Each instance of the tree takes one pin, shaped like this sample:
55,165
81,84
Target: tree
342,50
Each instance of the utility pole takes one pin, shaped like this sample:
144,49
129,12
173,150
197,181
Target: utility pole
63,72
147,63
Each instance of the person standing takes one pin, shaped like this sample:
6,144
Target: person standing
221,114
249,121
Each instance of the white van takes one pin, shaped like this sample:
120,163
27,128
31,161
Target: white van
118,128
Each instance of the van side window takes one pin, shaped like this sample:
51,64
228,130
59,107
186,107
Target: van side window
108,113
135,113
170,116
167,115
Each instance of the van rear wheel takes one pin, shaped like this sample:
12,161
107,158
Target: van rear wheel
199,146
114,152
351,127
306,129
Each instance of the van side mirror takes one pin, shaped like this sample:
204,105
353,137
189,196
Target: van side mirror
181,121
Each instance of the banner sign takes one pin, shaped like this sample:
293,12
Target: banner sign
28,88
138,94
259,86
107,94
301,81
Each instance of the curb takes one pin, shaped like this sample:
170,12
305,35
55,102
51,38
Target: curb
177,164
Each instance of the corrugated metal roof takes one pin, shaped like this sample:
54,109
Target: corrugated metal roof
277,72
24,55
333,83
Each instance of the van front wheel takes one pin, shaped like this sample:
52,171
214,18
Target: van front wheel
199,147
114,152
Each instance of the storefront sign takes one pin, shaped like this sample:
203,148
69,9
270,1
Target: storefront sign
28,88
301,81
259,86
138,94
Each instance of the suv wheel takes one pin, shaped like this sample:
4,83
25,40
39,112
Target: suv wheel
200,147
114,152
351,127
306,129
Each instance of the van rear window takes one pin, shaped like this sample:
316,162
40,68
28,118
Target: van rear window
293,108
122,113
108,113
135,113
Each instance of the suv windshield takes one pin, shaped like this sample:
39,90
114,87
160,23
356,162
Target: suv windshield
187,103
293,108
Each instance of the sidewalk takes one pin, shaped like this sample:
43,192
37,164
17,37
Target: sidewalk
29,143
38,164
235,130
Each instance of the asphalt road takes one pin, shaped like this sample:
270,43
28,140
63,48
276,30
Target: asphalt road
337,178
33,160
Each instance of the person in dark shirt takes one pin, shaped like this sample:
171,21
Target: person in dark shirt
━━━
What you are asked to do: Please give every entry again, precisely as it appears.

Exercise answer:
Each instance of the tree takes one pin, shaped like this sample:
55,165
81,84
Target: tree
342,50
Each instance of the utility pole takes one pin, shaped like this sample:
144,49
129,12
173,150
197,181
Target: utility pole
63,72
147,63
Each instance of the person standing takes one pin, shaped like this sample:
6,144
Target: person standing
221,114
249,121
Each instance of the white van takes one pin, shaped like this sample:
120,163
27,128
31,161
Target: white van
118,128
Each instance of the van side window takes one pin, shaped like this sample:
51,64
228,130
59,107
186,107
Target: van side window
108,113
135,113
170,116
167,115
Each instance of the van rear wheel takes one pin, shaped like this sample:
12,161
107,158
Target: van rear wheel
199,146
114,152
351,127
306,129
Each instance of the van side mirror takes one pin, shaped like this sample:
204,105
353,137
189,196
Target: van side mirror
181,121
Each instance of the banner sign takes one pin, shaped like this sample:
293,12
Target: banner sign
28,88
138,94
259,86
107,94
301,81
Each instance of the curb takes one pin, shaped like this sample:
170,12
305,35
55,102
51,38
Target: curb
177,164
Each instance of the corrugated metal roof takes one pin, shaped like this sample:
54,109
Target: corrugated metal roof
277,72
24,55
333,83
Each instance of the van front wheel takes one pin, shaped like this sample:
52,171
214,18
Target: van front wheel
199,147
114,152
Each instance of the storefront sign takes one pin, shaped like this sample:
203,148
69,9
270,1
Target: storefront sign
28,88
301,81
259,86
138,94
Each instance of the suv wheel takes one pin, shaped like this sample:
4,83
25,40
39,112
Target: suv wheel
200,147
114,152
351,127
306,129
Each instance of the van rear window takes one pin, shaped like this sample:
316,162
40,68
28,118
Target: van rear window
293,108
122,113
108,113
135,113
Each instance of the suv windshield takes one pin, shaped like this sample:
39,90
114,87
160,23
356,162
Target: suv windshield
187,103
293,108
Each instance of the sidewalk takes one pin, shaped like this sample:
43,192
37,164
17,37
Target: sidewalk
29,143
38,164
235,130
Each instance of the asphalt road takes one pin, shaped like this sample:
270,43
28,140
63,48
276,30
Target: asphalt road
337,178
33,160
Each instance of the person in dark shirt takes one pin, shaped like this sample:
171,21
Target: person in dark shirt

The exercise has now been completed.